▶ _Provided text_
*** Block opens ***

Original article no longer available
The Boston Herald
By O’Ryan Johnson and Jessica Fargen email@example.com
Thursday, June 12, 2008
The woman stabbed to death yesterday in Brighton allegedly by a former Perkins School student was an art teacher at the famous school for the blind who taught children who could not see to paint and sculpt, the school and family members said.
Terri Werner, 56, was killed Tuesday in the apartment of 2002 Perkins graduate Luis Marquez, 26, a reputedly mentally ill man who has been charged with her murder.
“She loved working with the kids. They never ceased to amaze me, the work they could do. But it didn’t amaze her. She knew they could do it,” said the victim’s mother, Merilyn Werner of Edmunds, Wash. “You should have seen some of the work they did. It was gorgeous.”
Marquez’s twin brother, Jose Marquez, was at his brother’s arraignment yesterday in Brighton District Court, where Luis Marquez pleaded not guilty and was ordered held without bail. Jose Marquez said his brother had just started taking medication for bipolar disorder and depression.
“They should put him in a psychiatric hospital,” said Jose Marquez, 26. As he was led out of court, Jose Marquez yelled, “Love you, buddy.”
Jose Marquez said his brother started taking medication two months ago and he believes he was off that medication on Tuesday when Werner was found murdered inside his Nonantum Street apartment. He said such a violent act would be out of character for his brother.
Prosecutor Jennifer Hickman said a neighbor called 911 Tuesday at 2:31 p.m. to report that a man pacing outside said he had killed somebody. When police asked Luis Marquez what he was doing, he allegedly replied: “I killed somebody.”

*** Block closes ***

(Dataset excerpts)
*** Block opens ***

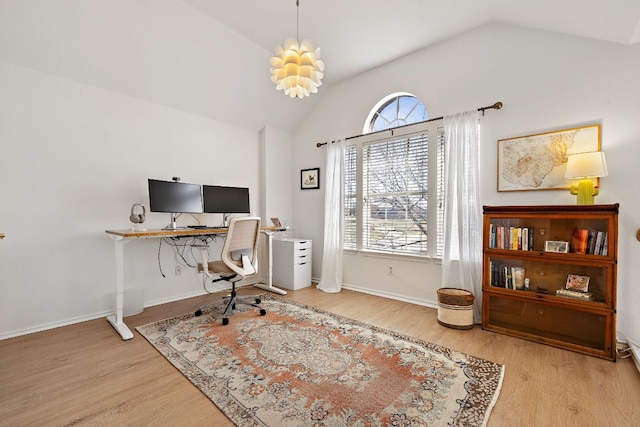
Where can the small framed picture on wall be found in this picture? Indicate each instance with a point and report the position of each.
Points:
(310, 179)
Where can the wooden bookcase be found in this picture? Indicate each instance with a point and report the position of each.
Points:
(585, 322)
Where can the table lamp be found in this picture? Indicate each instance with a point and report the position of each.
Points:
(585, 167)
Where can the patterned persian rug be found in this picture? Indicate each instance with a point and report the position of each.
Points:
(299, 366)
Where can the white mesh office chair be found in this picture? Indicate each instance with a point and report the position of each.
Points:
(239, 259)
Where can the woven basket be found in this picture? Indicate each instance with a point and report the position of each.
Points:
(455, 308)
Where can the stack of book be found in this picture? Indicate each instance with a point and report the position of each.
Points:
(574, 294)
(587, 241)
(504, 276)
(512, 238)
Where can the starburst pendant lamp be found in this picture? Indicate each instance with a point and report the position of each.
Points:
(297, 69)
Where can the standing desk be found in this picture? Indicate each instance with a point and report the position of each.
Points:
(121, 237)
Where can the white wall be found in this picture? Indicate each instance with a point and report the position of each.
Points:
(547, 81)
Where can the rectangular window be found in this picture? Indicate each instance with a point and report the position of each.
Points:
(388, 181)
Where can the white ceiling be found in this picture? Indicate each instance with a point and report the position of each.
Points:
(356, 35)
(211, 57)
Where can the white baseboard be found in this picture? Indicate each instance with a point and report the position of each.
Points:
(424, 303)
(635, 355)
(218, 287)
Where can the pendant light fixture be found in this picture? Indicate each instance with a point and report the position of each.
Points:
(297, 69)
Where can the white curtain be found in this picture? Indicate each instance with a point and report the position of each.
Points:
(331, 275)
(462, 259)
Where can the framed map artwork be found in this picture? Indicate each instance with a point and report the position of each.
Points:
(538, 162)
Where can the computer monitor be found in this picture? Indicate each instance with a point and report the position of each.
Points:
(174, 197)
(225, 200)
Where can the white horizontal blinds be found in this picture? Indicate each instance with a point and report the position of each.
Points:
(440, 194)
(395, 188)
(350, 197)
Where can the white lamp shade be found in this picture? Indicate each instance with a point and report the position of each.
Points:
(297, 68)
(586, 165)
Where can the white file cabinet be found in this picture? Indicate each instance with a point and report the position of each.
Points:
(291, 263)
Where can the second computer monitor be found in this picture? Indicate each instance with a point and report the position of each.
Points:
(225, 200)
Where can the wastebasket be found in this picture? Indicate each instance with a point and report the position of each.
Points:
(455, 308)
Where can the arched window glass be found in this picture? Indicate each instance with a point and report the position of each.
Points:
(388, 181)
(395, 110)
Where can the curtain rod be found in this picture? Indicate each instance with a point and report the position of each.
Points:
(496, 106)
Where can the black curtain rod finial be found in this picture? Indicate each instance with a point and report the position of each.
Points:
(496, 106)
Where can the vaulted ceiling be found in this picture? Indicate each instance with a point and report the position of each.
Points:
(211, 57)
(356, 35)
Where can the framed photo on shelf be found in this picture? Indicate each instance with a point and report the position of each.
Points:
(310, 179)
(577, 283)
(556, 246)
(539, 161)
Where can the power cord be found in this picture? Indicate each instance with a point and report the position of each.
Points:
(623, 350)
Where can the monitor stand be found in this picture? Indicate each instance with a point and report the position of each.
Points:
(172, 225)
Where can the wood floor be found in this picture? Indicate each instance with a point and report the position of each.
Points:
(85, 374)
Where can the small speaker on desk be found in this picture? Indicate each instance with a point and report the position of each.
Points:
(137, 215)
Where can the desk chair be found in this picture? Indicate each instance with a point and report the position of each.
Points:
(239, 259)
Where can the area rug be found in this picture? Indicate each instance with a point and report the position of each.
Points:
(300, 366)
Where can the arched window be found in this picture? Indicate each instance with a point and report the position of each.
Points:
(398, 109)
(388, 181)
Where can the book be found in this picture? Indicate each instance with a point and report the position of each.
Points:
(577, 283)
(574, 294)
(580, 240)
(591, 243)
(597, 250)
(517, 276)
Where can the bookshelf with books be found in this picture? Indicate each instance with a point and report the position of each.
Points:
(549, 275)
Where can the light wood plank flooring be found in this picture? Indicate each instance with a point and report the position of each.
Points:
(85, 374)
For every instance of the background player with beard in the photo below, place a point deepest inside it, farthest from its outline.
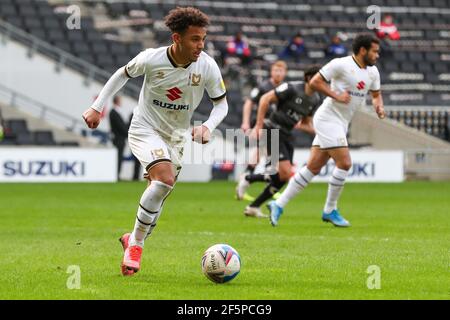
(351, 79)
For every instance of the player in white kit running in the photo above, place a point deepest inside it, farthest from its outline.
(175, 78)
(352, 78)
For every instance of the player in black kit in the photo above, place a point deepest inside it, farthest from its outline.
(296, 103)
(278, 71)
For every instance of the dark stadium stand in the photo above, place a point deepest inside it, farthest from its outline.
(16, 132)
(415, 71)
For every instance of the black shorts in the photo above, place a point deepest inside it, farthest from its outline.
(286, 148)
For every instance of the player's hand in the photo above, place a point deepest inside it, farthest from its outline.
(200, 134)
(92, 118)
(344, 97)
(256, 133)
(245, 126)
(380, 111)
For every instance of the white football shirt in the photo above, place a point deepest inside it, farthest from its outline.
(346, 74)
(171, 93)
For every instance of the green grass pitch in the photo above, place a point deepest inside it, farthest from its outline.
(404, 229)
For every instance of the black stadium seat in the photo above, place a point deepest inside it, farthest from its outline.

*** Block closes ***

▶ _Set of tasks_
1. In the Brighton stabbing article, what did Terri Werner teach at the Perkins School?
2. Translate this sentence from the Brighton stabbing article into Spanish: "He said such a violent act would be out of character for his brother."
3. Carry on the Brighton stabbing article from its final sentence, writing the next few paragraphs in the same news style.
The dataset excerpts are material separate from the Brighton stabbing article.

▶ _Written answers_
1. Art. She taught children who could not see to paint and sculpt.

2. Dijo que un acto tan violento no sería propio de su hermano.

3.
Werner had trauma to her head and chest when police found her on the floor in Marquez’s apartment.
Jose Marquez, of Lowell, said his brother worked for the Perkins School for the Blind building braille machines. The school said Marquez was suspended following his arrest. The brothers were each born blind in one eye, but an accident at age 10 left Luis Marquez blind in both eyes.
Marquez was previously highlighted in a Boston Globe story about art projects at Perkins that singled out a mask he’d created in art class. Statements from Perkins yesterday expressed sadness at the killing but did not say whether Werner had been Marquez’s teacher.
Werner grew up in Washington state, the middle child in a family that loved hiking and all things outdoors. Werner’s mother said she loved animals growing up and ran a kennel and dog training facitity in Yakima before she moved to Boston for school. Werner said her daughter bought a farm with her partner in Middleboro about 10 years ago.
“She really loved it. They had two horses, two sheep, a dog and a cat,” Werner said. “Anything that came along it was theirs. She always loved animals and she liked to work hard. She worked hard all her life.”